The problem — Count the lines in the records below that contain the string "bush", matching case exactly, and reply with the number alone.

Available data —
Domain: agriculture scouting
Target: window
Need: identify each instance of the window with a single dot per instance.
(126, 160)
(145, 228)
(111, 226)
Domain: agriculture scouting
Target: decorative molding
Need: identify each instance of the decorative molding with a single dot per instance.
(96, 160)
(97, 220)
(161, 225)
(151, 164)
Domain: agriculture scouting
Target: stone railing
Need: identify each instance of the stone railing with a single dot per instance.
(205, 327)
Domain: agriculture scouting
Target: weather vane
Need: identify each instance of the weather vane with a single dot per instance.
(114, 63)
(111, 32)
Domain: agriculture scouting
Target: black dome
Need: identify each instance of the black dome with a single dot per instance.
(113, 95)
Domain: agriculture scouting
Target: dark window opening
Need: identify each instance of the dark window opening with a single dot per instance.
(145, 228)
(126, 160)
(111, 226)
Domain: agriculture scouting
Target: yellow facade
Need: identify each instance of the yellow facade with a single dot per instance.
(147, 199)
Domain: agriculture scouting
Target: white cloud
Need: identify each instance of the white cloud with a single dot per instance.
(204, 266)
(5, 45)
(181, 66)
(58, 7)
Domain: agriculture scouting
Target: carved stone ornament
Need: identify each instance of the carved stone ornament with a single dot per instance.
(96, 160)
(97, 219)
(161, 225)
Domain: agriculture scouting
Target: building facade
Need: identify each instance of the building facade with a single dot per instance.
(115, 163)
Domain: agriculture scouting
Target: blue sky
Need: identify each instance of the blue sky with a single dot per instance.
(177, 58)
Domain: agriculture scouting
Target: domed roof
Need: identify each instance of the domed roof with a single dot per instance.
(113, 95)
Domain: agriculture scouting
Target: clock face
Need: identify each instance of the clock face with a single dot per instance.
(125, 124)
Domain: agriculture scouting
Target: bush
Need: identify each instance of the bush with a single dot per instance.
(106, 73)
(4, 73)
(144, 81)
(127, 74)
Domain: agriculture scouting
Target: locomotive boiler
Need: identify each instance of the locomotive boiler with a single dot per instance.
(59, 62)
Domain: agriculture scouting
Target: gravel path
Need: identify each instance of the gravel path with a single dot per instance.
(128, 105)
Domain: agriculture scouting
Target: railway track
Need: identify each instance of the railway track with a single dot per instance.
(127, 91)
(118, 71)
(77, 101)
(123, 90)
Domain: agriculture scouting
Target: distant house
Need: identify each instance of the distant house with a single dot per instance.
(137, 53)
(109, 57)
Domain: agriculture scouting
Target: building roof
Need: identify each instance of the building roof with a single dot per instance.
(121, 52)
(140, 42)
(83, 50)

Finished task — 2